• _EXERCISE DESCRIPTION_: Write out only the tail of the records, beginning at the line containing "Study the photograph above. For every instance of the area" and including the last line, exactly as written.

• _GIVEN ENTRIES_:
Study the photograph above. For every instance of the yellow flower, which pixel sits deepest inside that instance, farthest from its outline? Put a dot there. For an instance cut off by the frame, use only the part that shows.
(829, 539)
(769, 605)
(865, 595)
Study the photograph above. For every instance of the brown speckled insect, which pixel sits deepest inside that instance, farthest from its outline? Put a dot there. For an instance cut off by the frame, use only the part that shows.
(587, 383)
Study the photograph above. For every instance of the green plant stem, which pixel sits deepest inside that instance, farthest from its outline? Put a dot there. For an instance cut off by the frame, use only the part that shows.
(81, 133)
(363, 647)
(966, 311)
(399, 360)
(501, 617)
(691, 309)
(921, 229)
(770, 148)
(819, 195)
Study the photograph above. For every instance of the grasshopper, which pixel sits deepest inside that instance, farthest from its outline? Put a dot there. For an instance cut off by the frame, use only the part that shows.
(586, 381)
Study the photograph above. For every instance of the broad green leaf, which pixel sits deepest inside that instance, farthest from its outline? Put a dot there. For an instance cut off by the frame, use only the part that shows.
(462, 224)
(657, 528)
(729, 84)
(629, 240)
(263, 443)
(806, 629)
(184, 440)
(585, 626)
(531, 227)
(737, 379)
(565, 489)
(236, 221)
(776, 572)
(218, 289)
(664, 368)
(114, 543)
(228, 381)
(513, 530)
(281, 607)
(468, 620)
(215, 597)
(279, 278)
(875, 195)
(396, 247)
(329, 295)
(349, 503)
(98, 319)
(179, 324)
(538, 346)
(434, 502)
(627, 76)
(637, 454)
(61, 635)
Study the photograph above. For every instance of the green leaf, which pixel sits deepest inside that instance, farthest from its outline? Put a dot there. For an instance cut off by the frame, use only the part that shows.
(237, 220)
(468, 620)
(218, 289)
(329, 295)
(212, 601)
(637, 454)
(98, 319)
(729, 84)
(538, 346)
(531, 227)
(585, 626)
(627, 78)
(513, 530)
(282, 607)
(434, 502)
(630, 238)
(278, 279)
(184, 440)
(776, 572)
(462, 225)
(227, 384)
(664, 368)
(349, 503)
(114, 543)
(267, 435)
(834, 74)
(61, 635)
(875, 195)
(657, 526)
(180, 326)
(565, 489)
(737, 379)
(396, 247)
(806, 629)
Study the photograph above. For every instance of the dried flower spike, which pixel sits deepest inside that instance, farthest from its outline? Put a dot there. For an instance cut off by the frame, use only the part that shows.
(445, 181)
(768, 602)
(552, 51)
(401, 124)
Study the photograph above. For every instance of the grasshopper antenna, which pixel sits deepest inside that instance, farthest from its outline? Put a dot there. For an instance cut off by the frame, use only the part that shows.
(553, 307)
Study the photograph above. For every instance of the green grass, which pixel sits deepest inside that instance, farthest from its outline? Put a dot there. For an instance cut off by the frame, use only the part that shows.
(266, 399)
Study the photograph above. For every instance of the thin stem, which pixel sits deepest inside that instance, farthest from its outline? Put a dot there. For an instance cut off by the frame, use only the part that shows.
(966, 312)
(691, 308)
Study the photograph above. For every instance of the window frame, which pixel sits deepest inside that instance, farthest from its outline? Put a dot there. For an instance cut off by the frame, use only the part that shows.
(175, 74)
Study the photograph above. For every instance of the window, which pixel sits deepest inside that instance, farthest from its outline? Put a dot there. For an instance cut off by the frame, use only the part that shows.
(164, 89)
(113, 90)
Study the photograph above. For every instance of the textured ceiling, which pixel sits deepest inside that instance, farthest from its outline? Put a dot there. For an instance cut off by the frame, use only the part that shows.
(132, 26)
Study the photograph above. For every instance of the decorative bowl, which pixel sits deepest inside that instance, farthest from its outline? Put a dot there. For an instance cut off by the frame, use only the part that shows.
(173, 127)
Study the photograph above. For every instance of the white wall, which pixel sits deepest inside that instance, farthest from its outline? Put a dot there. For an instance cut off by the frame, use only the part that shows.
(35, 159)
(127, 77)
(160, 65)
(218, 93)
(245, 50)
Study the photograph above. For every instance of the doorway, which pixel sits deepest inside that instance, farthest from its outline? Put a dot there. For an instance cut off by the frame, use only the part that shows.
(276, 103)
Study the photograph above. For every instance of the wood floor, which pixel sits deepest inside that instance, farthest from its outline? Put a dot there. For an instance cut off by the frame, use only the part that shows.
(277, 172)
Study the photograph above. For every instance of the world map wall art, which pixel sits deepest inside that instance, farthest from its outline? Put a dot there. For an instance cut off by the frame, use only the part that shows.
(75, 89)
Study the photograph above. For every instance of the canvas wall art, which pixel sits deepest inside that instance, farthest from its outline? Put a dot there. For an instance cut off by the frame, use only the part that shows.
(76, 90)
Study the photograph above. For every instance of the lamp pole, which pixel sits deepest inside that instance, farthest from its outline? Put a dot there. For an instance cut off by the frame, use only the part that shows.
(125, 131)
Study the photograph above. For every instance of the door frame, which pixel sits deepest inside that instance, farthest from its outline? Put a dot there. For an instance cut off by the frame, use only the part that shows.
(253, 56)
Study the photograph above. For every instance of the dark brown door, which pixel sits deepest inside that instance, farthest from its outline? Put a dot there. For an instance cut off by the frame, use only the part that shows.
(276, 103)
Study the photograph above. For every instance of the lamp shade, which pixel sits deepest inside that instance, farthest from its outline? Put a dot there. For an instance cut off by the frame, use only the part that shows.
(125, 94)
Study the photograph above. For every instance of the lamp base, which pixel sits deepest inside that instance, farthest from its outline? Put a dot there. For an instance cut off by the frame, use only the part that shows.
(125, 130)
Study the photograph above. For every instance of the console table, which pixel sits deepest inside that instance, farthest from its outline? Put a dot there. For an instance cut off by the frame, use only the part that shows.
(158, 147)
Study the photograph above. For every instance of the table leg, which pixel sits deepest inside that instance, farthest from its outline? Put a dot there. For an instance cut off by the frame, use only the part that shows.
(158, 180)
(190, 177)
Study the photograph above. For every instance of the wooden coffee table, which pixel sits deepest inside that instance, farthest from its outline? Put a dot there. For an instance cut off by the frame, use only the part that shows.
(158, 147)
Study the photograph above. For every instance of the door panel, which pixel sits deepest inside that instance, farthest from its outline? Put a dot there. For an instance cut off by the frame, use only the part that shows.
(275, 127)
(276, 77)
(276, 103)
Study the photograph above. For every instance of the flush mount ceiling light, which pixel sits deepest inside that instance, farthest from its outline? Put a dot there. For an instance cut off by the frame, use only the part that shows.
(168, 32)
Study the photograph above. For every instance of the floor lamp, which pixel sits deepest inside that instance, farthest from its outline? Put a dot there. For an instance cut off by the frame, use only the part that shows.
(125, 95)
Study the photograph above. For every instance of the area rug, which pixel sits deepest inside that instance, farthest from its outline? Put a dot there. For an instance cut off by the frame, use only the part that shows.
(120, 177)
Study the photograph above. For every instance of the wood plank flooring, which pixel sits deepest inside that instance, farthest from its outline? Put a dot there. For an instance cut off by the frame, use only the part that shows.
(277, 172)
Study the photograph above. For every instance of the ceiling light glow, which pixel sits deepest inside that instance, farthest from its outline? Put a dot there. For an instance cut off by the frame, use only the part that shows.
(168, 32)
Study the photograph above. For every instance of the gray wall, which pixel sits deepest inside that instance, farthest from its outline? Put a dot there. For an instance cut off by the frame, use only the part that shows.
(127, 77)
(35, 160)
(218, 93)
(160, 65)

• _THE SOLUTION_:
Study the photograph above. For every instance of the area rug, which pixel sits deepest inside that instance, farthest from its outline? Put a dot there. For an instance cut off by the frame, use only the part that shows.
(120, 177)
Study the photograph above. For every instance of the wood plank flooring, which pixel sits deepest inside that instance, farthest from its outline? Put a dot there. For an instance cut off by the frame, use only the part that shows.
(277, 172)
Study the photograph above. For every instance of the ceiling light glow, which pixel sits deepest inside that instance, farthest from its outline? Put a dot there. For an instance cut off by the frame, use only the part that shows.
(168, 32)
Study the photograph above. For every instance of the gray wall, which pixel sits deepest inside that instance, farthest from its outline? Put a dot there. For an instance cut off by the frame, use only the part that shows.
(127, 77)
(35, 160)
(218, 93)
(160, 65)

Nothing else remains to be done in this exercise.